◆ **INPUT DATA**
^^^^^^^^

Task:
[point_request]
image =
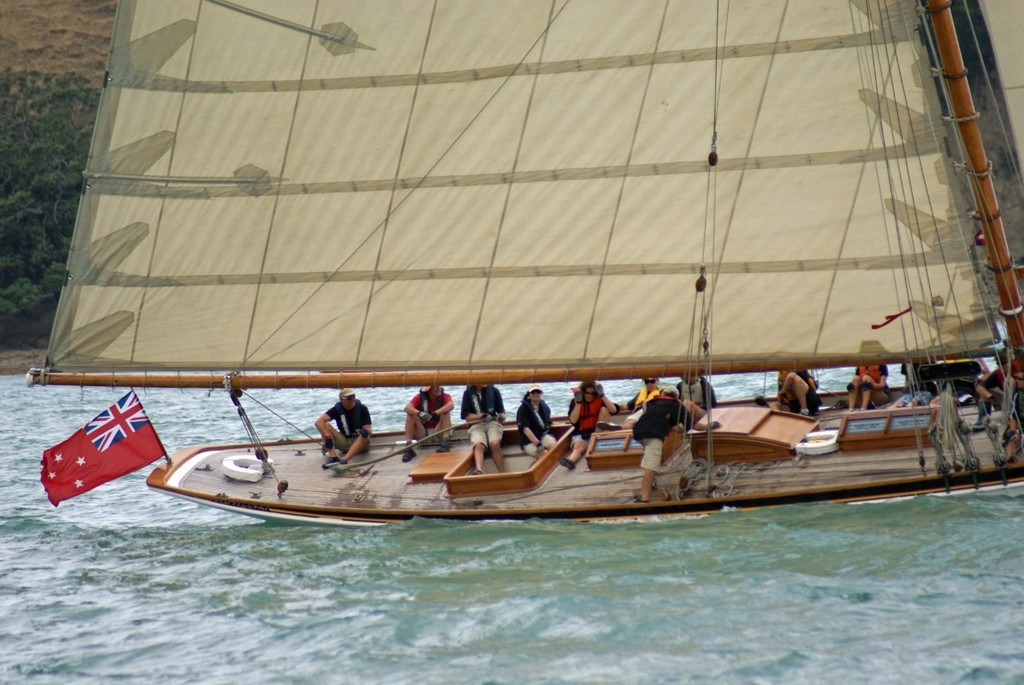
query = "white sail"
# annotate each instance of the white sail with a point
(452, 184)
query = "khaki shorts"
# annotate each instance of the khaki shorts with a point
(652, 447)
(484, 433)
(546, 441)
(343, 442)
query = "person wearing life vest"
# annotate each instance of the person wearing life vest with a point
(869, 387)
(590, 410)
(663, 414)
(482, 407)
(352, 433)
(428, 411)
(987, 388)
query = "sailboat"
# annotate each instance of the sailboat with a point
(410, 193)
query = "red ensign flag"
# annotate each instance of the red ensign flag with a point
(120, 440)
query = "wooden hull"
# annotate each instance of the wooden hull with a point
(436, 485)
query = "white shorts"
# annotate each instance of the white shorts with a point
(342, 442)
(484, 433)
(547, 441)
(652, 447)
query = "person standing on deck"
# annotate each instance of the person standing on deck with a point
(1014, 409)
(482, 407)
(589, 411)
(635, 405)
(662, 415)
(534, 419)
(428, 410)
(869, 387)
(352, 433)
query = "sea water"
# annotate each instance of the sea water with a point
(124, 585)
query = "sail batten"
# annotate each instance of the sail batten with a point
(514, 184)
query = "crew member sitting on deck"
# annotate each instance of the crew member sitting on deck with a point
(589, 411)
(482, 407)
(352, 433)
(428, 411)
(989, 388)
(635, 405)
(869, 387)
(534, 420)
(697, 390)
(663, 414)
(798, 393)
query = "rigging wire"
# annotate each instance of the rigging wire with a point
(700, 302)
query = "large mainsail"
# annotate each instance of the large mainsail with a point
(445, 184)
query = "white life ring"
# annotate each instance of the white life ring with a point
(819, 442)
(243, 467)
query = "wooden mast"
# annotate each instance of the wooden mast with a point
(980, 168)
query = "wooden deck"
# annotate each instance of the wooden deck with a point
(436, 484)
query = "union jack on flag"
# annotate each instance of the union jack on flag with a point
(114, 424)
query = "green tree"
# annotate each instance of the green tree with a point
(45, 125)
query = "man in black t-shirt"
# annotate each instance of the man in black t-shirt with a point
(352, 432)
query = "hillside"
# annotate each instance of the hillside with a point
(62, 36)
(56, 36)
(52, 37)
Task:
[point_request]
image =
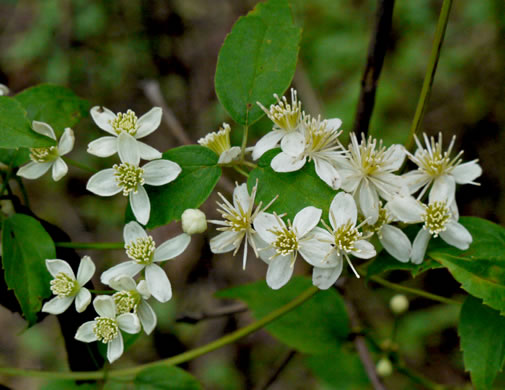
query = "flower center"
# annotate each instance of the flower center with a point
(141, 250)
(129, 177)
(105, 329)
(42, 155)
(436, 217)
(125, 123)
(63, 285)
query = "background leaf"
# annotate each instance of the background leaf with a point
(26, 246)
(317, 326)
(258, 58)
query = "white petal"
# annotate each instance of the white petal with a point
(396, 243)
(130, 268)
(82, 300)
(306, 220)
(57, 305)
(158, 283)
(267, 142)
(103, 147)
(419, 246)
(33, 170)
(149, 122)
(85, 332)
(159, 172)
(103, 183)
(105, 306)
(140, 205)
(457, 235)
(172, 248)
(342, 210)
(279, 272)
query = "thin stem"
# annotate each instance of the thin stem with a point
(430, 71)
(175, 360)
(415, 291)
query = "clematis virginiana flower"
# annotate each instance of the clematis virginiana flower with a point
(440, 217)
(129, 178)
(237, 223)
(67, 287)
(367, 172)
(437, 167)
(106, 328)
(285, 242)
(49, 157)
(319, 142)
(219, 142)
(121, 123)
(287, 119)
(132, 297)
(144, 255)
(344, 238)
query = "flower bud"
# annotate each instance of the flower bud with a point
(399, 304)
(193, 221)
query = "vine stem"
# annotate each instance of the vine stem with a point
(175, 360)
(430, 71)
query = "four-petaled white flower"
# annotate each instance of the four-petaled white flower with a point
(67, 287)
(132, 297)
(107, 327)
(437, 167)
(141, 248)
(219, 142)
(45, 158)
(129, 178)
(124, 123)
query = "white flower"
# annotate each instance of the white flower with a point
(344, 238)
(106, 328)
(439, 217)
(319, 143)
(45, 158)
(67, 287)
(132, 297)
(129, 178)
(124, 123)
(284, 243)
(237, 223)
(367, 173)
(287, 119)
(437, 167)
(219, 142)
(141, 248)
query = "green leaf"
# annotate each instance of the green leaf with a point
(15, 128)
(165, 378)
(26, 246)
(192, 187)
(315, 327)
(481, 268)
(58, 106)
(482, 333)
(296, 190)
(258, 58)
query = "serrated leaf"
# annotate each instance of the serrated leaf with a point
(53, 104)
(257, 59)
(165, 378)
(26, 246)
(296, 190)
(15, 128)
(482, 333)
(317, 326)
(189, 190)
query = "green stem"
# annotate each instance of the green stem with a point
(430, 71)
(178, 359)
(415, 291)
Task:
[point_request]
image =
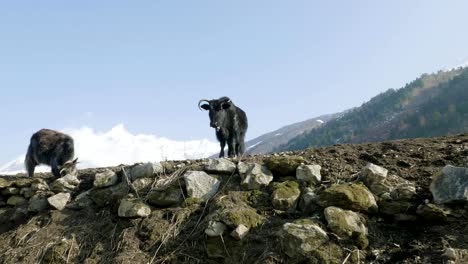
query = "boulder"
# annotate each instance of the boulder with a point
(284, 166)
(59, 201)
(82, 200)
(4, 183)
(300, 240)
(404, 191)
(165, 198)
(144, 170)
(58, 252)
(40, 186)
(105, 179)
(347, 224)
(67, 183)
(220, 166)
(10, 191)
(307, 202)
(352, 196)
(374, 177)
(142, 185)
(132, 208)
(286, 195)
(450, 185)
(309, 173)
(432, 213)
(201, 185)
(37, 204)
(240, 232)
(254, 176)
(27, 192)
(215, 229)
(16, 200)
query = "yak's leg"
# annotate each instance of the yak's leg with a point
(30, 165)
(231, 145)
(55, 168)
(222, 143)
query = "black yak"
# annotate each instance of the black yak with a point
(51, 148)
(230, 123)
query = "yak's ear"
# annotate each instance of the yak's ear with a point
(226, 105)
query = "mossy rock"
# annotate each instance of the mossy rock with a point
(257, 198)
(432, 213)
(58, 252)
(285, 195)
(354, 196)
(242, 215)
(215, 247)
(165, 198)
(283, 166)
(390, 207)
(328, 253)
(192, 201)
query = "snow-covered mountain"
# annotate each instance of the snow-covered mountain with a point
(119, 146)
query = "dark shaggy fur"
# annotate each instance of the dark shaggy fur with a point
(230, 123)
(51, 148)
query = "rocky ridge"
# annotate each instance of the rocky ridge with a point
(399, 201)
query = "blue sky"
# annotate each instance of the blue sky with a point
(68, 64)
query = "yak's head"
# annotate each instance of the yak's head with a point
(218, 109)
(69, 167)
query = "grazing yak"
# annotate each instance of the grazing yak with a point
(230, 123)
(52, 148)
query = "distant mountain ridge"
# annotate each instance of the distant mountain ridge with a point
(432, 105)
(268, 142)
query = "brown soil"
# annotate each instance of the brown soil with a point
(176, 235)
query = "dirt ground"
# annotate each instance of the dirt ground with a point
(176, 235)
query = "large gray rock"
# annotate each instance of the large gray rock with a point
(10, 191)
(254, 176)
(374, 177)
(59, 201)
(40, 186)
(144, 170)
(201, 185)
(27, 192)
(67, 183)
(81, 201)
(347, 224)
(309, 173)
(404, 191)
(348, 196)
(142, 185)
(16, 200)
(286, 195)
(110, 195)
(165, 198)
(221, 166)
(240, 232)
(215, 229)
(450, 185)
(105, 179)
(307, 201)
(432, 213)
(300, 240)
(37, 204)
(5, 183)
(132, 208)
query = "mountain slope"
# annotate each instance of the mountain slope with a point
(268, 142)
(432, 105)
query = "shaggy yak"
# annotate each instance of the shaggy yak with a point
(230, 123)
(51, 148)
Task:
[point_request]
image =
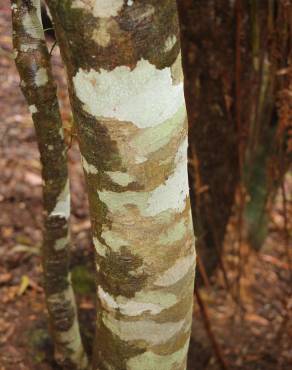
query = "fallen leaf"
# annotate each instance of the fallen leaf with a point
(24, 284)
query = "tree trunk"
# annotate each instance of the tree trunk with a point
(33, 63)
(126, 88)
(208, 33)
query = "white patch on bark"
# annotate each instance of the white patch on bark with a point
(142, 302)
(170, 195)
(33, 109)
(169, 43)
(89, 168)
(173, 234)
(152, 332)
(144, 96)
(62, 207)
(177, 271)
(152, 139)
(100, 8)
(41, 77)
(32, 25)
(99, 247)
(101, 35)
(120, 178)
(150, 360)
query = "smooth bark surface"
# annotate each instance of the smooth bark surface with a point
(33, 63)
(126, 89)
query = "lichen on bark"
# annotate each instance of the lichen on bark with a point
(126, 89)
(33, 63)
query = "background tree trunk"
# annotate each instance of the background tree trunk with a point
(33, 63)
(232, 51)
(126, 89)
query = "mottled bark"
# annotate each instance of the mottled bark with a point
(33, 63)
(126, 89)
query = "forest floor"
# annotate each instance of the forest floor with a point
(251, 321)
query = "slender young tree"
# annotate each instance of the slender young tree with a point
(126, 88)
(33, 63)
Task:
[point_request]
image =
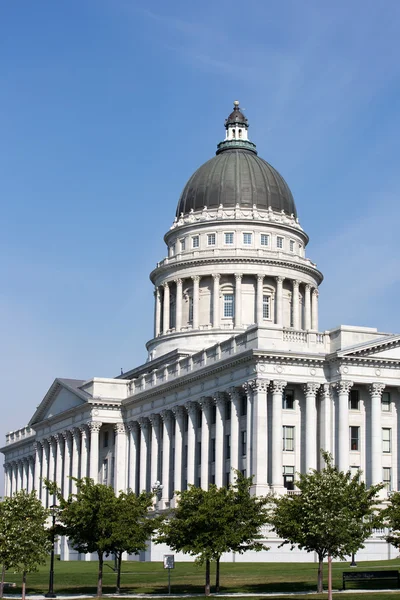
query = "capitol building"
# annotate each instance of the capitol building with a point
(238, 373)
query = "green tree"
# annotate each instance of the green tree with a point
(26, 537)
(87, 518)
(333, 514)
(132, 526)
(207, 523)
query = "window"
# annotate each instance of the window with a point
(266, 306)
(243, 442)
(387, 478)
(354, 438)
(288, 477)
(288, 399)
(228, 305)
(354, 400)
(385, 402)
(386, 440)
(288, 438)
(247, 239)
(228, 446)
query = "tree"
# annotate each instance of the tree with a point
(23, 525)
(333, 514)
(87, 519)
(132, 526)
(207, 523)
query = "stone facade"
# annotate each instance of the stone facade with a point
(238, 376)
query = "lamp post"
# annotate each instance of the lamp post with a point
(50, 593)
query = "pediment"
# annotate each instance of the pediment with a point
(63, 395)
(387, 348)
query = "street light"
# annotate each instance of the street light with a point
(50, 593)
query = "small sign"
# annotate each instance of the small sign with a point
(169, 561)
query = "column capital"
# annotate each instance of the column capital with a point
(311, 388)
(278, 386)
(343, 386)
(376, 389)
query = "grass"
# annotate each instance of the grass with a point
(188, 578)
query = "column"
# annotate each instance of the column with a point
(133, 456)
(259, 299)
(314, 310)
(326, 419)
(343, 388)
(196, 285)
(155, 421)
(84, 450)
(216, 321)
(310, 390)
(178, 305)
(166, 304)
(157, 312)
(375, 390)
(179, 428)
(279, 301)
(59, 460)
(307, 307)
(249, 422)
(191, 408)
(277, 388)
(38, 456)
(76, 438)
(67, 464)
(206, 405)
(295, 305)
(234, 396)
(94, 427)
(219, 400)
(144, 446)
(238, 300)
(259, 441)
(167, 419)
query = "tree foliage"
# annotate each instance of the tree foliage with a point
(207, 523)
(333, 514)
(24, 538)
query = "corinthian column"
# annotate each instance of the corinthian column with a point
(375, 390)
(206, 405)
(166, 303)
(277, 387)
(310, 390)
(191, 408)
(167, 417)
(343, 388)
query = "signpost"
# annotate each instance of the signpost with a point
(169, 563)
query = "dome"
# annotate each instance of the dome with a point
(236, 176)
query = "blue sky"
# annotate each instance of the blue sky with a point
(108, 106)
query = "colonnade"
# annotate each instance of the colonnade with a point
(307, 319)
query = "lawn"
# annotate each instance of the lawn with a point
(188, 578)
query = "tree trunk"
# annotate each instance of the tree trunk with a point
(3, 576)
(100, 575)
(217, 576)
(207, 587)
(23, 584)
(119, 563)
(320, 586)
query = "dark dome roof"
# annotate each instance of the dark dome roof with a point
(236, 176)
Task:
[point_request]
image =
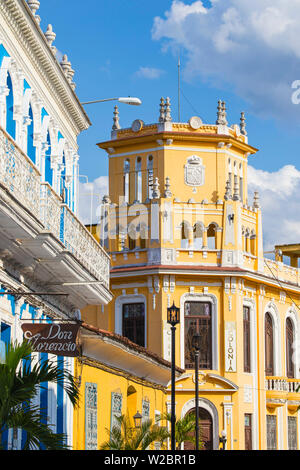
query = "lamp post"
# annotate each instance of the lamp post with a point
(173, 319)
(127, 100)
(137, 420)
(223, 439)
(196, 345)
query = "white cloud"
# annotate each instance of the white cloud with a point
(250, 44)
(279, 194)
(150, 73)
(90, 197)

^^^^^^^^

Repeat only what runs from the line holding "# annotate each instance of the white cloud" to the end of the data, keeping every line exactly as written, first and last included.

# annotate each instance of the white cloud with a point
(250, 44)
(279, 194)
(150, 73)
(90, 197)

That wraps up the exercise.